TASK REQUIREMENTS |
Select every line in the records that contains the word "white" and copy each one out in full.

Records of labeled boxes:
— Start —

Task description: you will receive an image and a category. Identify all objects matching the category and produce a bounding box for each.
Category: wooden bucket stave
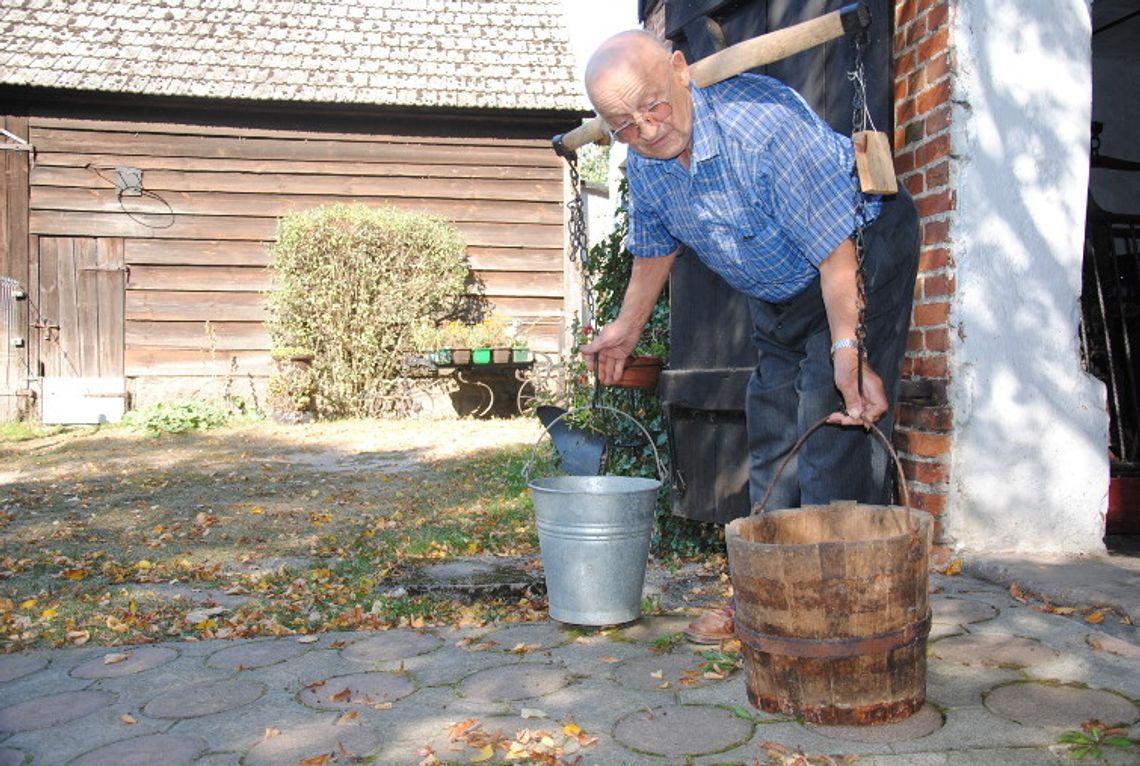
[725,419,934,725]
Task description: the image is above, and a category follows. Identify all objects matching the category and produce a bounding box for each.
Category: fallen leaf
[470,744,495,764]
[447,718,479,742]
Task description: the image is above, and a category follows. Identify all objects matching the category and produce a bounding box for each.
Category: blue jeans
[746,188,919,511]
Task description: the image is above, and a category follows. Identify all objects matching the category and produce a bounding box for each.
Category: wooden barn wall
[22,116,564,392]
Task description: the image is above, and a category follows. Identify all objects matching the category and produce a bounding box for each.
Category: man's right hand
[581,317,641,385]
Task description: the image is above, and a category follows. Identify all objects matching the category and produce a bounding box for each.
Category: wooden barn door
[38,237,127,423]
[660,0,894,524]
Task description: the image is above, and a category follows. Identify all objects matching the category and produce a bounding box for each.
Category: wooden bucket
[725,421,934,725]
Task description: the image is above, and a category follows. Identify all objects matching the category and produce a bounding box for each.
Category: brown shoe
[685,604,736,644]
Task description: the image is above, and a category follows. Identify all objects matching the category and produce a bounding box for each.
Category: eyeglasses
[610,101,673,144]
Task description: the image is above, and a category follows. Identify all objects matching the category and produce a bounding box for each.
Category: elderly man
[583,31,919,643]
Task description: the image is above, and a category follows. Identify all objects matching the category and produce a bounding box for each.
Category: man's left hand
[828,349,887,429]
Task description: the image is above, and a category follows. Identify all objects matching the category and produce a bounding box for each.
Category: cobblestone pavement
[0,558,1140,766]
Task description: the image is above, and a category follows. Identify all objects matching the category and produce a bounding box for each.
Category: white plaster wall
[944,0,1108,553]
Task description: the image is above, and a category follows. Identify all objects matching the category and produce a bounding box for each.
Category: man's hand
[581,317,641,385]
[828,349,887,429]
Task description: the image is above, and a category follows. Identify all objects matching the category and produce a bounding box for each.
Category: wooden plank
[475,271,562,299]
[124,239,272,270]
[130,266,272,293]
[125,290,269,321]
[95,269,127,377]
[32,115,567,154]
[31,164,562,202]
[127,320,270,352]
[35,150,563,181]
[30,125,557,166]
[32,184,563,227]
[31,207,564,248]
[124,345,272,377]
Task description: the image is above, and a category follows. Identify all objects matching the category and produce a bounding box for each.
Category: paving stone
[612,650,715,690]
[927,658,1023,708]
[0,692,115,732]
[808,704,943,742]
[71,646,178,678]
[242,724,383,766]
[206,639,309,670]
[482,620,577,652]
[1085,631,1140,660]
[930,597,999,625]
[618,613,698,643]
[458,662,571,701]
[930,633,1059,668]
[300,673,416,710]
[143,679,266,718]
[985,683,1140,728]
[68,734,209,766]
[0,654,48,684]
[613,704,752,759]
[341,630,443,663]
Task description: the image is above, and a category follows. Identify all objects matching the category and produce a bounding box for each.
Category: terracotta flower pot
[614,357,665,389]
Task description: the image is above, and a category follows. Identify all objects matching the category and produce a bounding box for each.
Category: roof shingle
[0,0,589,111]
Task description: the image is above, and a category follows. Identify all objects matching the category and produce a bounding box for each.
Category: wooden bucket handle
[751,415,918,535]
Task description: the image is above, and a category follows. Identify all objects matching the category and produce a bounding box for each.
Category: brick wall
[894,0,956,536]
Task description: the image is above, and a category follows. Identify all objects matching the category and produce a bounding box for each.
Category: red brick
[898,402,954,433]
[899,456,950,486]
[918,25,950,62]
[914,301,950,327]
[914,133,950,168]
[919,247,952,271]
[911,489,952,517]
[926,161,950,189]
[922,52,950,82]
[919,274,954,299]
[911,353,950,381]
[895,144,914,176]
[895,98,918,125]
[922,327,950,351]
[895,0,915,30]
[896,430,950,457]
[926,104,954,136]
[914,79,951,114]
[906,329,926,351]
[922,221,950,245]
[914,189,958,218]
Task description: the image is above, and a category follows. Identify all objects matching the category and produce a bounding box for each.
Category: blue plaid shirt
[627,74,880,303]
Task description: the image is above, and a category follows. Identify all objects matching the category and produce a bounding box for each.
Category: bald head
[586,30,669,107]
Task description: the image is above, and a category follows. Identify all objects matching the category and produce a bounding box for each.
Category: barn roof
[0,0,588,111]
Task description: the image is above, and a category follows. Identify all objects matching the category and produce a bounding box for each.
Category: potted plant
[269,345,317,423]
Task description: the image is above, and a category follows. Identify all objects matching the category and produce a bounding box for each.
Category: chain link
[847,32,870,394]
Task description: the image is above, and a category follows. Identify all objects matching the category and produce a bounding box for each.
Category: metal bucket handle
[522,405,666,486]
[751,415,918,536]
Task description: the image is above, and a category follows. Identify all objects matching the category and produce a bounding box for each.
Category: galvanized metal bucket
[526,407,665,626]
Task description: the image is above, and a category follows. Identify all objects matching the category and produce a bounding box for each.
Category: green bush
[567,181,724,556]
[268,204,470,417]
[122,401,231,435]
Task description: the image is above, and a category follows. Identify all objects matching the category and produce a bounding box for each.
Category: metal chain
[565,153,597,329]
[847,32,870,394]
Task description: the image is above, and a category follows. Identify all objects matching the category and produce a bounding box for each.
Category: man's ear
[669,50,689,88]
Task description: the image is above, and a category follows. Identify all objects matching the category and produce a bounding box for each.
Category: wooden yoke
[553,0,871,157]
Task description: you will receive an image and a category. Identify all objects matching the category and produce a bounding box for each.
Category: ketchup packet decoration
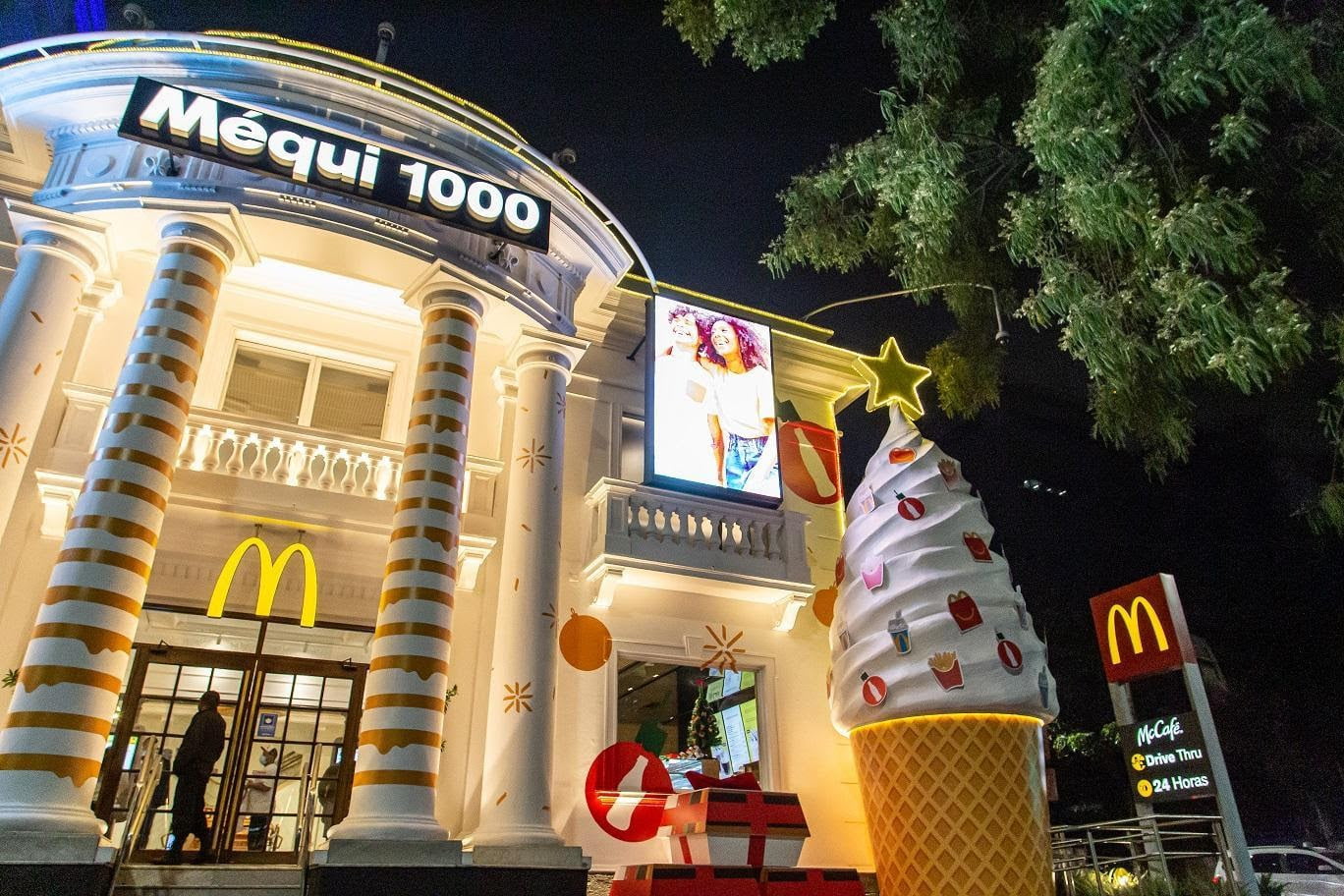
[994,632,1026,676]
[859,557,887,591]
[859,672,887,706]
[947,591,983,632]
[887,447,920,464]
[896,491,924,522]
[961,532,994,563]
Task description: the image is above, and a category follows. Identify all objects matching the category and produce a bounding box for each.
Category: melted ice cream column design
[830,407,1058,734]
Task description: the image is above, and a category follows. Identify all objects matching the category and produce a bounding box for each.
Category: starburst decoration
[504,681,532,714]
[0,423,28,471]
[700,626,746,672]
[854,336,932,420]
[516,439,551,473]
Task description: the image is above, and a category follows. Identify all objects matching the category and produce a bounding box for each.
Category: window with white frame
[220,341,391,439]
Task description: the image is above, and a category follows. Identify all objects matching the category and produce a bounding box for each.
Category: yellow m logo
[1106,595,1168,666]
[205,537,317,629]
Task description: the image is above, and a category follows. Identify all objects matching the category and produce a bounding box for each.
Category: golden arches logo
[1106,595,1171,666]
[205,536,317,629]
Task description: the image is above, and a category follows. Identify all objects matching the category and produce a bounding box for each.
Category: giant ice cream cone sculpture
[830,340,1058,896]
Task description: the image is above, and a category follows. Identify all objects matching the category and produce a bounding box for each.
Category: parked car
[1213,846,1344,896]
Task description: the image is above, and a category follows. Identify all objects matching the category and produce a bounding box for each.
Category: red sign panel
[778,420,840,506]
[1092,575,1194,684]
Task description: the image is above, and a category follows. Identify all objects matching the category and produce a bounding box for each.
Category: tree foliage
[665,0,1344,533]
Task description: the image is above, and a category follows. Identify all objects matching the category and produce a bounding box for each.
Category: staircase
[112,866,304,896]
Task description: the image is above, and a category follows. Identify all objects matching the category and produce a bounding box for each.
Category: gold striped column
[331,288,485,841]
[0,217,99,530]
[472,326,588,866]
[0,216,234,834]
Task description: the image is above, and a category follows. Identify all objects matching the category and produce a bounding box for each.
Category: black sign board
[1120,712,1217,804]
[117,78,551,252]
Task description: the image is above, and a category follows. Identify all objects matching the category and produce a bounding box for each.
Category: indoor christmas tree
[686,681,722,759]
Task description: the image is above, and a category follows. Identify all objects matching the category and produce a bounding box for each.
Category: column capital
[4,198,112,286]
[507,325,590,383]
[158,212,244,274]
[78,277,121,321]
[402,260,494,325]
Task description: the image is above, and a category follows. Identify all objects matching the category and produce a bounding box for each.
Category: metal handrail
[1049,814,1231,893]
[112,736,163,886]
[295,749,321,868]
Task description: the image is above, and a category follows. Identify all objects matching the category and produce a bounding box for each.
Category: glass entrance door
[94,644,366,864]
[216,657,365,864]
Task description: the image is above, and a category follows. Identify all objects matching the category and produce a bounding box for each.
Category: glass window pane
[223,345,309,423]
[621,417,644,482]
[311,364,388,439]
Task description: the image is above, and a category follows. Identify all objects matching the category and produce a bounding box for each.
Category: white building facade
[0,32,870,891]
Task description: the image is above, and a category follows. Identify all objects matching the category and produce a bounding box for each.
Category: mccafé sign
[117,78,551,252]
[205,537,317,629]
[1092,575,1195,684]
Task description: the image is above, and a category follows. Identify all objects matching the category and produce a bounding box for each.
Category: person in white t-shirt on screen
[708,317,779,496]
[653,305,724,485]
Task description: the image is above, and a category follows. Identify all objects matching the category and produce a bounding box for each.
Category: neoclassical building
[0,32,870,892]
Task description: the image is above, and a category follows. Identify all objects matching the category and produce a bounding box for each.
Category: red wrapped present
[611,866,760,896]
[760,868,863,896]
[662,787,810,868]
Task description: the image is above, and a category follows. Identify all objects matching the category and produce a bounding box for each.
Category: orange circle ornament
[812,588,839,629]
[560,610,611,672]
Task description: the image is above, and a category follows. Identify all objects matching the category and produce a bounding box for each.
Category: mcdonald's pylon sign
[205,536,317,629]
[1092,575,1195,684]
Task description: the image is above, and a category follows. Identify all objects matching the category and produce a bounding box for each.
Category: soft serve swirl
[830,407,1059,734]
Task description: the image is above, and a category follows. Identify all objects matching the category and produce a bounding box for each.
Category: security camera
[121,3,154,29]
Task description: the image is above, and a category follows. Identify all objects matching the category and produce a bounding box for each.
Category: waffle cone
[850,713,1054,896]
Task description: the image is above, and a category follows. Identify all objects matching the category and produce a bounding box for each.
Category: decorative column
[0,209,106,531]
[0,215,234,835]
[474,326,588,866]
[329,285,485,861]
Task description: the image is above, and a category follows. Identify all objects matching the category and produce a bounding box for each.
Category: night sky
[10,0,1344,844]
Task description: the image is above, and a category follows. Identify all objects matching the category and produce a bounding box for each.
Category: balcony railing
[54,383,500,516]
[585,478,812,625]
[178,411,402,501]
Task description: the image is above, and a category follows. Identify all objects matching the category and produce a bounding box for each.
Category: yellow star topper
[854,336,932,420]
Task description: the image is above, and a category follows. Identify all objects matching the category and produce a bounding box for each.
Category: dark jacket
[172,709,224,778]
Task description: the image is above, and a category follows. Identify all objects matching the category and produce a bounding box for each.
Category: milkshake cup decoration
[947,591,983,632]
[887,610,910,655]
[928,650,967,691]
[994,632,1023,676]
[854,487,877,513]
[829,334,1058,896]
[859,557,887,591]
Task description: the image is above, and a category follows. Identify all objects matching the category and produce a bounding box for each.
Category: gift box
[662,787,810,868]
[760,868,863,896]
[611,866,760,896]
[611,866,863,896]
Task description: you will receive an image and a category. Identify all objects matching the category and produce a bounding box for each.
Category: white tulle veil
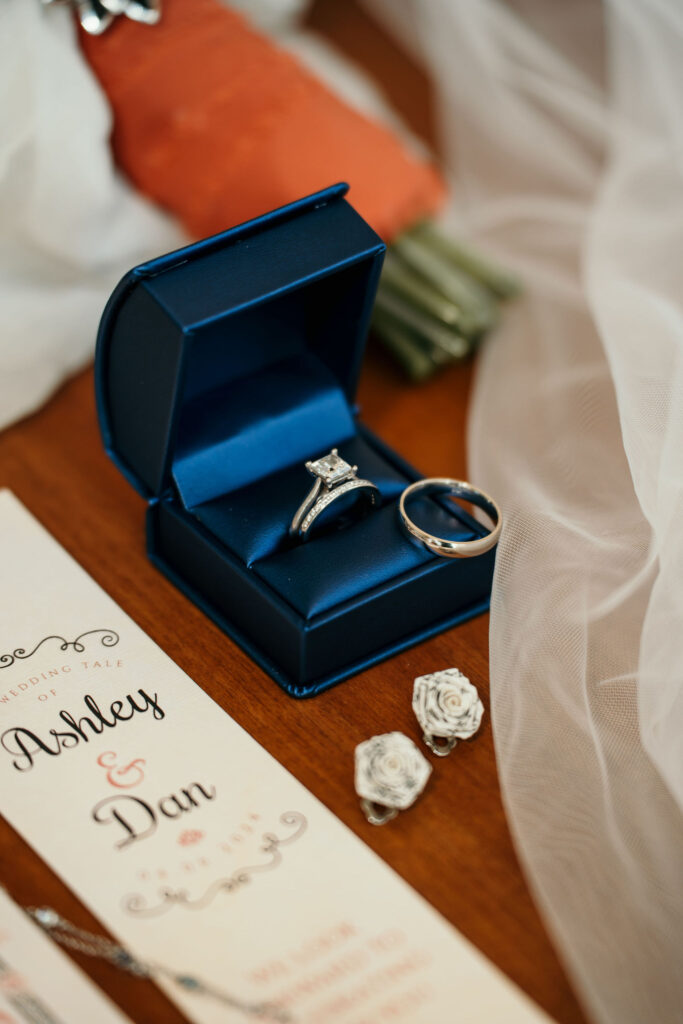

— End —

FULL OUTPUT |
Category: white plaster wall
Category: window with white frame
Category: white building facade
Category: person in white t-shirt on screen
Category: white tulle veil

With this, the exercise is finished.